Extracted text:
+---+

2015 04 ?? Meeting Summary


I have no idea when this meeting took place. Sometime in April, maybe. I'll start with Gnomey's part of the summary.

At the start of the meeting we discussed a variety of fairly minor topics:

First of all, I brought up the idea of the Hlaalu embedding glass shards in their foreheads, as in the by now oft-linked reddit thread.
Before my concern was that that could make House Hlaalu's nobles look too alien and unrelatable, but then I remembered that Dunmer fashion sense is strange in the first place, and if properly incorporated the shard might not look too out of place. (I've since managed to photoshop a quick example of what I mean). To most players it would just be an odd cosmetic feature shared by many -- though how many is another question -- Hlaalu nobles. Inquisitive players would probably be able to get the full story.

+---+

Task:
Continue the meeting summary, picking up after its last sentence. The material below has no connection to the meeting summary.

[Boundary annotation records]
+---+

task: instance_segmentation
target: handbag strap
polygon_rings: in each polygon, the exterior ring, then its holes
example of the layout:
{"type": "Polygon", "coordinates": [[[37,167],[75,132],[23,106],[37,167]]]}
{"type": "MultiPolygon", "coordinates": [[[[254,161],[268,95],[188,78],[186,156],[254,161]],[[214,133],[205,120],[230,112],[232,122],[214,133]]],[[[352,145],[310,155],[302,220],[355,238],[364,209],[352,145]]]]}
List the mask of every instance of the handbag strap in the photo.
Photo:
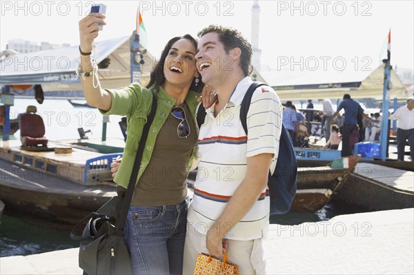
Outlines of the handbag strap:
{"type": "Polygon", "coordinates": [[[128,189],[125,194],[125,198],[124,199],[124,203],[121,208],[121,213],[119,214],[119,218],[115,223],[115,230],[117,233],[121,233],[124,232],[125,227],[125,222],[126,221],[126,214],[129,210],[131,201],[132,199],[132,195],[134,194],[134,189],[135,188],[135,183],[137,183],[137,179],[138,178],[138,172],[141,166],[141,160],[142,159],[142,154],[144,153],[144,148],[145,143],[146,143],[147,138],[148,137],[148,132],[150,131],[150,127],[154,121],[155,117],[155,112],[157,111],[157,97],[155,94],[152,94],[152,104],[151,105],[151,110],[147,118],[147,121],[144,126],[142,130],[142,135],[141,139],[138,143],[138,150],[137,151],[137,155],[135,156],[135,161],[134,161],[134,165],[132,166],[132,172],[131,177],[128,183],[128,189]]]}

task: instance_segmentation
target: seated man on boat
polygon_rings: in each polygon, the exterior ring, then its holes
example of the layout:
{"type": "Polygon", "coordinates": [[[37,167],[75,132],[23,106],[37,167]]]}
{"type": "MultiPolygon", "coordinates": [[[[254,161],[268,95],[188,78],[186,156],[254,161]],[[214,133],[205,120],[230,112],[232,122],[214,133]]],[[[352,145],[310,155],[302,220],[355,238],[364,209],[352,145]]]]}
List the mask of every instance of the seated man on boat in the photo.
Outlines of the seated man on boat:
{"type": "Polygon", "coordinates": [[[43,118],[37,112],[36,106],[28,105],[26,112],[19,114],[20,140],[23,147],[47,147],[45,124],[43,118]]]}

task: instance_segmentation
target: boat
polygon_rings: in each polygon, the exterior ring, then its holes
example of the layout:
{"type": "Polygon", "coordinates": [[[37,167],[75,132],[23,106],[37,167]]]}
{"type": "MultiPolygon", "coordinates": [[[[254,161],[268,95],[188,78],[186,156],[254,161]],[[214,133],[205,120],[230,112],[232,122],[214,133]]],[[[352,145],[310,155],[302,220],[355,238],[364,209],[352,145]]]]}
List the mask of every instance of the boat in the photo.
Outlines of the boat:
{"type": "MultiPolygon", "coordinates": [[[[329,165],[297,169],[297,190],[290,211],[315,212],[337,195],[348,180],[359,155],[334,159],[329,165]]],[[[197,170],[190,172],[187,184],[194,189],[197,170]]]]}
{"type": "Polygon", "coordinates": [[[1,142],[0,199],[8,209],[73,225],[116,195],[110,164],[117,154],[50,145],[54,152],[30,152],[1,142]]]}
{"type": "Polygon", "coordinates": [[[334,159],[329,166],[299,167],[290,211],[315,212],[322,209],[339,193],[359,159],[359,155],[353,155],[334,159]]]}
{"type": "Polygon", "coordinates": [[[414,207],[414,172],[359,163],[335,200],[367,211],[414,207]]]}

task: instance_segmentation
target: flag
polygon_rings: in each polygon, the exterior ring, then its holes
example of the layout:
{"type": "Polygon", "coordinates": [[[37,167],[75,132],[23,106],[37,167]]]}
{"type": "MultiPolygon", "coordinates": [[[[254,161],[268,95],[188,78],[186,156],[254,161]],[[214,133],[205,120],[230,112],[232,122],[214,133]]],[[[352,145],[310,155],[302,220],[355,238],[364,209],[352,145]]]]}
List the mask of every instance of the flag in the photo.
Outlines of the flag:
{"type": "Polygon", "coordinates": [[[390,61],[391,58],[391,29],[388,35],[384,39],[382,45],[381,46],[381,50],[379,51],[379,63],[382,63],[383,59],[388,59],[390,61]]]}
{"type": "Polygon", "coordinates": [[[391,62],[391,29],[390,29],[390,32],[388,32],[388,43],[386,47],[386,58],[388,60],[388,62],[391,62]]]}
{"type": "Polygon", "coordinates": [[[137,33],[139,34],[140,48],[143,47],[146,48],[148,45],[148,37],[145,26],[144,25],[144,21],[142,20],[142,17],[139,12],[139,8],[137,9],[137,26],[135,30],[137,30],[137,33]]]}

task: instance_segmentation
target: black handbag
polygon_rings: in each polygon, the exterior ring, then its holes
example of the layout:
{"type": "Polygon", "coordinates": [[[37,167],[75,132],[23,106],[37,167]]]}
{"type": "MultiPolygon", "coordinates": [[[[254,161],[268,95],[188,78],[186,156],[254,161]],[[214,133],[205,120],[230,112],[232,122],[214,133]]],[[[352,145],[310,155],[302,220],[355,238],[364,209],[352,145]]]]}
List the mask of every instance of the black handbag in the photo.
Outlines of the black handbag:
{"type": "Polygon", "coordinates": [[[123,188],[122,190],[117,189],[117,196],[97,212],[82,218],[70,232],[70,238],[81,242],[79,267],[84,274],[134,274],[131,257],[124,240],[124,228],[135,187],[133,183],[137,182],[144,148],[156,109],[157,99],[152,94],[151,110],[142,131],[126,192],[123,188]],[[82,236],[76,235],[86,222],[82,236]]]}

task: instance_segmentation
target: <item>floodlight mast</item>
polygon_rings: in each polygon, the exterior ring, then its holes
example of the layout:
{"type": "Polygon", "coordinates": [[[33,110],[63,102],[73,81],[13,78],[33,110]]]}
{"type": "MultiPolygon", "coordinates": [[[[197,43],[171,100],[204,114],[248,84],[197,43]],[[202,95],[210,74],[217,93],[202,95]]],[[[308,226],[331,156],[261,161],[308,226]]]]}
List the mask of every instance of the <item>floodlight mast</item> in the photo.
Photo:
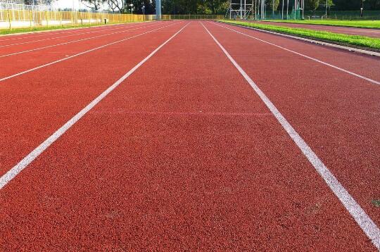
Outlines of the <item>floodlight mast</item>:
{"type": "Polygon", "coordinates": [[[161,0],[156,0],[156,20],[161,20],[161,0]]]}

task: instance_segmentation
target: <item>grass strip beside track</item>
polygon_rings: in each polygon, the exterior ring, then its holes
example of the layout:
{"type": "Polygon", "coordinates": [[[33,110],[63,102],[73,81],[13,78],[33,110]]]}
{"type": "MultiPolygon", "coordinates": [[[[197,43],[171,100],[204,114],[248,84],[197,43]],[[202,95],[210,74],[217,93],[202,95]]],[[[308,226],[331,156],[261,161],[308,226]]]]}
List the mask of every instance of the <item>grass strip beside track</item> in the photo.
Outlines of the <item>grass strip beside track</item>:
{"type": "MultiPolygon", "coordinates": [[[[263,20],[265,21],[265,20],[263,20]]],[[[357,28],[373,28],[380,29],[380,20],[335,20],[331,19],[326,19],[323,20],[267,20],[269,22],[278,22],[278,23],[291,23],[296,24],[304,24],[304,25],[331,25],[331,26],[344,26],[348,27],[357,27],[357,28]]]]}
{"type": "Polygon", "coordinates": [[[348,46],[364,48],[366,49],[372,49],[372,51],[380,51],[380,39],[376,38],[357,35],[348,35],[340,33],[317,31],[303,28],[293,28],[284,26],[263,25],[254,22],[247,23],[230,20],[225,20],[222,22],[250,27],[260,30],[268,30],[271,32],[284,33],[307,39],[323,41],[325,42],[331,42],[348,46]]]}
{"type": "MultiPolygon", "coordinates": [[[[146,21],[148,22],[148,21],[146,21]]],[[[138,23],[138,22],[129,22],[129,23],[138,23]]],[[[120,23],[122,24],[122,23],[120,23]]],[[[86,24],[86,25],[57,25],[57,26],[42,26],[37,27],[27,27],[27,28],[14,28],[14,29],[7,29],[7,30],[0,30],[0,35],[6,35],[10,34],[18,34],[18,33],[26,33],[26,32],[43,32],[43,31],[51,31],[55,30],[65,30],[65,29],[77,29],[77,28],[85,28],[85,27],[92,27],[97,26],[103,26],[103,25],[117,25],[115,23],[108,23],[108,24],[86,24]]]]}

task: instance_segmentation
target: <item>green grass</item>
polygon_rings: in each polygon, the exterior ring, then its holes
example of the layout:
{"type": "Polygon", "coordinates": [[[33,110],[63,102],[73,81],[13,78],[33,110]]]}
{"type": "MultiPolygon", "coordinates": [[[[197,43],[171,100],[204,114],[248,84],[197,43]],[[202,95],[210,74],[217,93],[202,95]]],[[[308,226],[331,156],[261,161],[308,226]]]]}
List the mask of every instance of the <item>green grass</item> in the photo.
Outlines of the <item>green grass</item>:
{"type": "Polygon", "coordinates": [[[41,32],[41,31],[47,31],[47,30],[63,30],[63,29],[72,29],[72,28],[80,28],[80,27],[95,27],[95,26],[101,26],[101,25],[114,25],[114,24],[86,24],[86,25],[57,25],[57,26],[42,26],[42,27],[32,27],[32,28],[15,28],[12,30],[6,29],[6,30],[0,30],[0,35],[5,35],[5,34],[15,34],[15,33],[23,33],[23,32],[41,32]]]}
{"type": "Polygon", "coordinates": [[[380,20],[268,20],[271,22],[293,23],[305,25],[323,25],[332,26],[346,26],[359,28],[380,29],[380,20]]]}
{"type": "Polygon", "coordinates": [[[313,30],[287,27],[258,23],[255,22],[248,23],[241,21],[222,21],[227,23],[233,23],[253,28],[284,33],[290,35],[312,39],[315,40],[343,44],[353,47],[369,49],[380,51],[380,39],[364,36],[347,35],[339,33],[334,33],[313,30]]]}

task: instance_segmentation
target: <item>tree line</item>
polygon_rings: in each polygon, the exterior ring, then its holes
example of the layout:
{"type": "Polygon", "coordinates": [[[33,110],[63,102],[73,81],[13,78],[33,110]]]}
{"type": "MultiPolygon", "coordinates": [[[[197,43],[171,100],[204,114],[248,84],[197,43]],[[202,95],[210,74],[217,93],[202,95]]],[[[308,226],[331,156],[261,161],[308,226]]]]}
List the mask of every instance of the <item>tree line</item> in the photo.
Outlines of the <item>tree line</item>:
{"type": "MultiPolygon", "coordinates": [[[[25,0],[30,4],[36,0],[25,0]]],[[[49,0],[51,1],[54,0],[49,0]]],[[[93,10],[100,10],[104,7],[115,13],[154,14],[156,13],[155,0],[80,0],[86,6],[93,10]],[[131,6],[131,4],[132,6],[131,6]],[[143,8],[144,7],[144,8],[143,8]]],[[[232,0],[240,3],[240,0],[232,0]]],[[[247,4],[255,3],[258,0],[246,0],[247,4]]],[[[267,10],[280,11],[282,3],[286,6],[288,0],[266,0],[267,10]]],[[[294,0],[289,0],[291,9],[294,0]]],[[[327,0],[330,10],[357,11],[363,4],[365,10],[380,11],[380,0],[327,0]]],[[[163,14],[225,14],[229,6],[229,0],[161,0],[163,14]]],[[[305,0],[305,10],[324,9],[326,0],[305,0]]]]}

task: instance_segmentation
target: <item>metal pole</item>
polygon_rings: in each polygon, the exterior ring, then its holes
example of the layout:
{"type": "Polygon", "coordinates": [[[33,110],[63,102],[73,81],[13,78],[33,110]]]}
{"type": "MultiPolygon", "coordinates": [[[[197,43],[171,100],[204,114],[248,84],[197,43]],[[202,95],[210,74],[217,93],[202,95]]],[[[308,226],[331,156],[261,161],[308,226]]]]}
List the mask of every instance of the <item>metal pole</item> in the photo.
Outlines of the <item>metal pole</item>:
{"type": "Polygon", "coordinates": [[[297,9],[297,0],[294,0],[294,20],[297,19],[296,18],[296,10],[297,9]]]}
{"type": "Polygon", "coordinates": [[[240,0],[240,19],[243,19],[243,0],[240,0]]]}
{"type": "Polygon", "coordinates": [[[284,0],[282,0],[282,15],[281,19],[284,19],[284,0]]]}
{"type": "Polygon", "coordinates": [[[325,17],[326,18],[327,18],[327,5],[329,4],[328,0],[326,0],[326,15],[325,15],[325,17]]]}
{"type": "Polygon", "coordinates": [[[244,0],[244,19],[247,19],[247,3],[246,3],[246,0],[244,0]]]}
{"type": "Polygon", "coordinates": [[[161,19],[161,0],[156,0],[156,20],[161,19]]]}
{"type": "Polygon", "coordinates": [[[289,18],[289,0],[287,0],[286,4],[286,19],[289,18]]]}
{"type": "Polygon", "coordinates": [[[274,0],[272,2],[272,18],[274,16],[274,0]]]}
{"type": "Polygon", "coordinates": [[[302,0],[302,19],[305,19],[305,0],[302,0]]]}
{"type": "Polygon", "coordinates": [[[258,20],[258,0],[255,0],[255,20],[258,20]]]}

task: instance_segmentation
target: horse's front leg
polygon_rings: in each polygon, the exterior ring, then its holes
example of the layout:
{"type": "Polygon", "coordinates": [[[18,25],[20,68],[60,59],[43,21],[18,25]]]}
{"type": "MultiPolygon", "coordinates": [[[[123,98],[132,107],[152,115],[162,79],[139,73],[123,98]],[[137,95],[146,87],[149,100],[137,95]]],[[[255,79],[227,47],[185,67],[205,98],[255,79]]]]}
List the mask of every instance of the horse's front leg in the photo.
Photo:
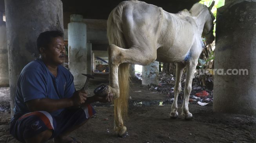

+---+

Answer to this exercise:
The issue then came up of Hlaalu faith, and the House's relations with the Temple, but we didn't really go into the subject too deeply. In the current document, the Hlaalu respect the Tribunal, but the Tribunal do not really figure in to the activities of the House in any way. The problem may exist on both ends; we could be portraying House Hlaalu as too secular, making it seem unnatural for them to concern themselves with the Temple and Tribunal faith, and at the same time we may be making the Temple too dogmatic, which makes it seem unnatural for a House that tries to forge its own path like House Hlaalu to follow its lead. In reality, suppression of dissidents and heretics aside, the Temple does not necessarily demand much of its adherents. That's House Indoril's job. In the same vein, House Hlaalu's mercantile and conspiratory pursuits do not necessarily preclude a certain reverence among its members towards the Tribunal faith.
Another question is whether House Hlaalu should have any special regard for Veloth, and if so what the nature of that regard should be.

We shortly discussed Kragenmoor, and what role it would play in-game. It is relatively far from Teyn and Seyda Neen, where the player would start the game, and as such it wouldn't be a starting city, as such. The player should also not necessarily be directed there, as the player would be to Balmora and -- possibly -- Andothren. It may also not play much of a role in the Hlaalu mainquest, though that remains to be seen. As the city is relatively far from the game starting area, and is next to both mountains and ashlands, one would expect its surroundings to be fairly dangerous.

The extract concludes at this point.